Exercise: Repeat every record below exactly as it appears.

Supplied data:
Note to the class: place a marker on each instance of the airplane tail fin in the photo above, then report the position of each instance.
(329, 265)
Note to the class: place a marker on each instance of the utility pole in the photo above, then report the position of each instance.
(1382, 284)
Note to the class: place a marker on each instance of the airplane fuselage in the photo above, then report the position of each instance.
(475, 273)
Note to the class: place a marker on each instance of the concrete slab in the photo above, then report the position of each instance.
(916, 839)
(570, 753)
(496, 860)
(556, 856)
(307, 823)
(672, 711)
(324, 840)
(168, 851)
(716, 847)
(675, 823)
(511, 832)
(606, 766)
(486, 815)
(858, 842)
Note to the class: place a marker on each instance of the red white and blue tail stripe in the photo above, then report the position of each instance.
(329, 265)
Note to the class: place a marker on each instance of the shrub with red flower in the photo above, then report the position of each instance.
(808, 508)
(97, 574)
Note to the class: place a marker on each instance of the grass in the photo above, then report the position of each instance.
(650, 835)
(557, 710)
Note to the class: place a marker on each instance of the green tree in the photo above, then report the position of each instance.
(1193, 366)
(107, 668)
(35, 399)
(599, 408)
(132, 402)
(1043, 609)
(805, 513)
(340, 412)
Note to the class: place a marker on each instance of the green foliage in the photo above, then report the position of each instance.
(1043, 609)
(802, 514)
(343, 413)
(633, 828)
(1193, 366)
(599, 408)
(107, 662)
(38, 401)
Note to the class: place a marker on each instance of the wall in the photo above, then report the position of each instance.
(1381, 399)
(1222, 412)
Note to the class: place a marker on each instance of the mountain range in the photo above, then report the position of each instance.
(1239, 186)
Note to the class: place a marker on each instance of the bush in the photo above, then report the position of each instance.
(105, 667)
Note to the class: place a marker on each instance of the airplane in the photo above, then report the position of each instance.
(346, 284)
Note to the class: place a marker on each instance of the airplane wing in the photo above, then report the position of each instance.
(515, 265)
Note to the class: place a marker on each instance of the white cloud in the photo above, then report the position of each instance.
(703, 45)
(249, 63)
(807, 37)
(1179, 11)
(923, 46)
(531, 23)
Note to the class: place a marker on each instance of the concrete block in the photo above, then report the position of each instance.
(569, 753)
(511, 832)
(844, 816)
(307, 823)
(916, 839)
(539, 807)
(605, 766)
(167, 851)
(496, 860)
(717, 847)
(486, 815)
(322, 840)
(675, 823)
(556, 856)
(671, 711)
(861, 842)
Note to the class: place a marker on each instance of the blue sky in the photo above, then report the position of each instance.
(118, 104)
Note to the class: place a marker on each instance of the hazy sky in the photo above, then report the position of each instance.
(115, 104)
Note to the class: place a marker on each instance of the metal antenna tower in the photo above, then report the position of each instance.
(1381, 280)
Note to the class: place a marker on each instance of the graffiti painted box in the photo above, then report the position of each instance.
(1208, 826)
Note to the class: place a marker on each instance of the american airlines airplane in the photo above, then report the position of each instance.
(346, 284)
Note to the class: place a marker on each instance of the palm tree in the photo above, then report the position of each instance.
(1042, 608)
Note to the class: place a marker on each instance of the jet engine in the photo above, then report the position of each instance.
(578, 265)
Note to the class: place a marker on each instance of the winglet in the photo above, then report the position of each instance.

Task output:
Note to the class: place a marker on each instance of the airplane tail fin in the photo above, then report the position of each instance.
(329, 265)
Note to the class: place a marker on each instance of the utility pole in the photo above, then report the position of each instance.
(1382, 284)
Note to the class: place a marker on each instance of the airplane fuselage in the photo above, then report the position of each instance.
(475, 273)
Note to the class: place a marker on each instance of the concrete slab in the photo above, then report the position of each instance.
(916, 839)
(570, 753)
(496, 860)
(556, 856)
(307, 823)
(672, 711)
(324, 840)
(168, 851)
(716, 847)
(675, 823)
(511, 832)
(606, 766)
(486, 815)
(858, 842)
Note to the class: place a marker on each instance of the red white and blue tail stripe in the photo above, then report the position of each instance.
(329, 265)
Note to the class: place a marker on each instance of the shrub with red flower in the photo above, then report the position of each instance.
(808, 508)
(97, 574)
Note to the class: place a marker on each instance of the grass in the photo above, then report the position of each instance.
(650, 835)
(557, 710)
Note to the class: place a marker on each instance of the green tree in the photo above, then report the position of each instance.
(1193, 366)
(107, 668)
(35, 399)
(599, 408)
(132, 402)
(1043, 609)
(805, 513)
(340, 412)
Note to the class: place a marker on each instance of the green foliage in the photo above, then report the position of each instance.
(1043, 609)
(802, 514)
(343, 413)
(633, 828)
(1193, 366)
(599, 408)
(107, 662)
(38, 401)
Note to the class: place a marker on each instance of the wall in the photo above, then report the position of each instance.
(1381, 399)
(1222, 412)
Note to the class: place a marker on each instance of the mountain range in the photo above, then report the position of each instance.
(1239, 186)
Note to the class: place a marker on each instance of the bush in the photo above, then report the position of each instance.
(105, 667)
Note to the class: place a marker on each instance of the airplane in the photo above, then report the position of each instance.
(346, 284)
Note to the class: place a marker on each instance of the airplane wing in the photo above, then report the position of each instance.
(515, 265)
Note to the class: place a marker on each instance of the white cloud in the photo above, then report the position of each instance.
(703, 45)
(249, 63)
(807, 37)
(1179, 11)
(923, 46)
(531, 23)
Note to the class: place a marker on each instance of the concrete block in the photo above, then report the position of each instance.
(569, 753)
(511, 832)
(844, 816)
(307, 823)
(916, 839)
(539, 807)
(605, 766)
(167, 851)
(496, 860)
(717, 847)
(486, 815)
(322, 840)
(675, 823)
(556, 856)
(671, 711)
(861, 842)
Note to the class: place a marker on each instance of the blue sky in the photo above, then report the position of each instance.
(118, 104)
Note to the class: place a marker on each instance of the hazy sky in the photo above, then report the position of each instance.
(115, 104)
Note to the class: place a marker on each instance of the metal antenna tower in the photo above, then report the position of each instance.
(1381, 280)
Note to the class: place a marker on each instance of the graffiti painted box in the photo above, then report the position of each instance.
(1208, 826)
Note to the class: place a marker on each instance of the american airlines airplane in the photo above, then report the position of each instance.
(346, 284)
Note to the class: place a marker on each instance of the palm tree in the photo above, then report the position of each instance.
(1042, 608)
Note to the class: place a marker on each instance of the jet engine in the photo above, then report the position of each instance.
(578, 265)
Note to the class: place a marker on each instance of the winglet in the photo above, then report the position of each instance.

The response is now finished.